Your goal: Print the records again, character for character.
** Opening Material provided block **
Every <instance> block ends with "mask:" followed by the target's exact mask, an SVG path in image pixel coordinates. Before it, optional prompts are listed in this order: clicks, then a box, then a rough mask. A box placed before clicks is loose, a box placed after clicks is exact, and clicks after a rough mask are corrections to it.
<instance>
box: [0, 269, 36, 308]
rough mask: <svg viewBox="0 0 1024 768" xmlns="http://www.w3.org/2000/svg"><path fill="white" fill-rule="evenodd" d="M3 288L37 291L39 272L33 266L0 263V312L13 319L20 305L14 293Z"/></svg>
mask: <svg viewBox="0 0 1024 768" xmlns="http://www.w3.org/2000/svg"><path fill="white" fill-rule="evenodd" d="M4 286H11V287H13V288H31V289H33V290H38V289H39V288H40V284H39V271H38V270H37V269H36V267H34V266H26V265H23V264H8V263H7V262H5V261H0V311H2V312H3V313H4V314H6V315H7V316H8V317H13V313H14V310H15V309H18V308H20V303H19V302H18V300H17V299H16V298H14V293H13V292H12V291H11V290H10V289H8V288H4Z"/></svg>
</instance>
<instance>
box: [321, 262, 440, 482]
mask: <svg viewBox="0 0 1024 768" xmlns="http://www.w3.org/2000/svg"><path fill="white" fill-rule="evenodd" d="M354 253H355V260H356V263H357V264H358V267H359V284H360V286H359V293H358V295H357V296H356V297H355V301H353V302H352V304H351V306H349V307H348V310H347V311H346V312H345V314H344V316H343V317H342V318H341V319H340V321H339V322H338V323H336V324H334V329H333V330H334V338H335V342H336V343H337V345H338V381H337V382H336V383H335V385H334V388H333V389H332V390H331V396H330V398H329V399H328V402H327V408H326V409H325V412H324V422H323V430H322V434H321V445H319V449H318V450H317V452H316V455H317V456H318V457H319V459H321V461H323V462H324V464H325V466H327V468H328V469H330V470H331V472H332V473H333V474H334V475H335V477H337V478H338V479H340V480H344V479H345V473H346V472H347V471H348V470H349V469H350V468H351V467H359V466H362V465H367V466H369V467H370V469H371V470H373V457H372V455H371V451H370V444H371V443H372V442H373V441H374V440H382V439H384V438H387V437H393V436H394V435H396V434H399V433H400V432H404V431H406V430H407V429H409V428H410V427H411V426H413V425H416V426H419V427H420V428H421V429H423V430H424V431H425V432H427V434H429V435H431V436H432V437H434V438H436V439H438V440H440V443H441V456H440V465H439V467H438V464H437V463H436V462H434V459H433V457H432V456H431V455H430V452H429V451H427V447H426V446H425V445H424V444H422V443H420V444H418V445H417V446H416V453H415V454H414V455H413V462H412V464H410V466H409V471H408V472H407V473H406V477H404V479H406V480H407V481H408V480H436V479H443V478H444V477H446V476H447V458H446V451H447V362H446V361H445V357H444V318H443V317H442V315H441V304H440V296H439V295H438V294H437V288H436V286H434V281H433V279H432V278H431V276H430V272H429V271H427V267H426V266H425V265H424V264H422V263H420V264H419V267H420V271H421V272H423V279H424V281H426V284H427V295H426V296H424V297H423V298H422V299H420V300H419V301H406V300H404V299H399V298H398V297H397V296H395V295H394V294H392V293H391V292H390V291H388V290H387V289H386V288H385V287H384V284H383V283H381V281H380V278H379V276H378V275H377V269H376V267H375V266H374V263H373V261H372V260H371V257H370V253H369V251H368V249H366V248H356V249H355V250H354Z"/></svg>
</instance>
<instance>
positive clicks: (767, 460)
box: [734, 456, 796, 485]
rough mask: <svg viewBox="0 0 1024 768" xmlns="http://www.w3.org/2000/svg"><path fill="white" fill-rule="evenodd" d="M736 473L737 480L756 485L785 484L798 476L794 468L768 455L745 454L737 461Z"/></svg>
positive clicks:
** Closing Material provided block **
Response:
Every <instance> block ends with "mask:" followed by the target's exact mask, an SVG path in image pixel coordinates. Before it, optional prompts are listed in this order: clicks, then a box, then a rough mask. A box placed before clicks is loose, a box placed after clicks is exact, and clicks after a rough mask are corrections to it.
<instance>
box: [0, 269, 36, 308]
rough mask: <svg viewBox="0 0 1024 768" xmlns="http://www.w3.org/2000/svg"><path fill="white" fill-rule="evenodd" d="M3 288L37 291L39 272L33 266L0 263V312L13 319L20 305L14 293Z"/></svg>
mask: <svg viewBox="0 0 1024 768" xmlns="http://www.w3.org/2000/svg"><path fill="white" fill-rule="evenodd" d="M4 286H11V287H13V288H31V289H33V290H38V289H39V288H40V284H39V271H38V270H37V269H36V267H34V266H26V265H23V264H8V263H7V262H5V261H0V311H2V312H3V313H4V314H6V315H7V316H8V317H13V313H14V310H15V309H18V308H20V303H19V302H18V300H17V299H16V298H14V293H13V292H12V291H11V290H10V289H8V288H4Z"/></svg>
</instance>
<instance>
box: [321, 262, 440, 482]
mask: <svg viewBox="0 0 1024 768" xmlns="http://www.w3.org/2000/svg"><path fill="white" fill-rule="evenodd" d="M354 253H355V260H356V263H357V264H358V267H359V284H360V286H359V293H358V295H357V296H356V297H355V301H353V302H352V304H351V306H349V307H348V310H347V311H346V312H345V314H344V316H343V317H342V318H341V319H340V321H339V322H338V323H336V324H334V329H333V330H334V338H335V342H336V343H337V345H338V381H337V382H336V383H335V385H334V388H333V389H332V390H331V396H330V398H329V399H328V402H327V408H326V409H325V412H324V422H323V430H322V434H321V445H319V449H318V450H317V452H316V455H317V456H318V457H319V459H321V461H323V462H324V464H325V466H327V468H328V469H330V470H331V472H332V473H333V474H334V475H335V477H337V478H338V479H340V480H344V479H345V473H346V472H347V471H348V470H349V469H350V468H351V467H359V466H362V465H367V466H369V467H370V469H371V470H373V457H372V455H371V451H370V444H371V443H372V442H373V441H374V440H382V439H384V438H387V437H393V436H394V435H396V434H399V433H400V432H404V431H406V430H407V429H409V428H410V427H411V426H413V425H416V426H419V427H420V428H421V429H423V430H424V431H425V432H427V434H429V435H431V436H432V437H434V438H436V439H438V440H440V443H441V456H440V465H439V467H438V464H437V463H436V462H434V459H433V457H432V456H431V455H430V452H429V451H427V447H426V446H425V445H424V444H422V443H420V444H418V445H417V446H416V453H415V454H414V455H413V462H412V464H410V466H409V471H408V472H407V473H406V477H404V479H406V480H407V481H408V480H436V479H443V478H444V477H446V476H447V458H446V451H447V362H446V361H445V357H444V318H443V317H442V315H441V304H440V296H439V295H438V294H437V288H436V286H434V281H433V279H432V278H431V276H430V272H429V271H427V267H426V266H425V265H424V264H422V263H420V264H419V267H420V271H421V272H423V279H424V281H426V284H427V295H426V296H424V297H423V298H422V299H420V300H419V301H406V300H404V299H399V298H398V297H397V296H395V295H394V294H392V293H391V292H390V291H388V290H387V289H386V288H385V287H384V284H383V283H381V281H380V278H379V276H378V275H377V269H376V267H375V266H374V263H373V261H372V260H371V257H370V253H369V251H368V249H366V248H356V249H355V250H354Z"/></svg>
</instance>
<instance>
positive clicks: (767, 460)
box: [734, 456, 796, 485]
rough mask: <svg viewBox="0 0 1024 768" xmlns="http://www.w3.org/2000/svg"><path fill="white" fill-rule="evenodd" d="M736 473L737 480L756 485L785 484L798 476L794 468L768 455L745 454L737 461Z"/></svg>
positive clicks:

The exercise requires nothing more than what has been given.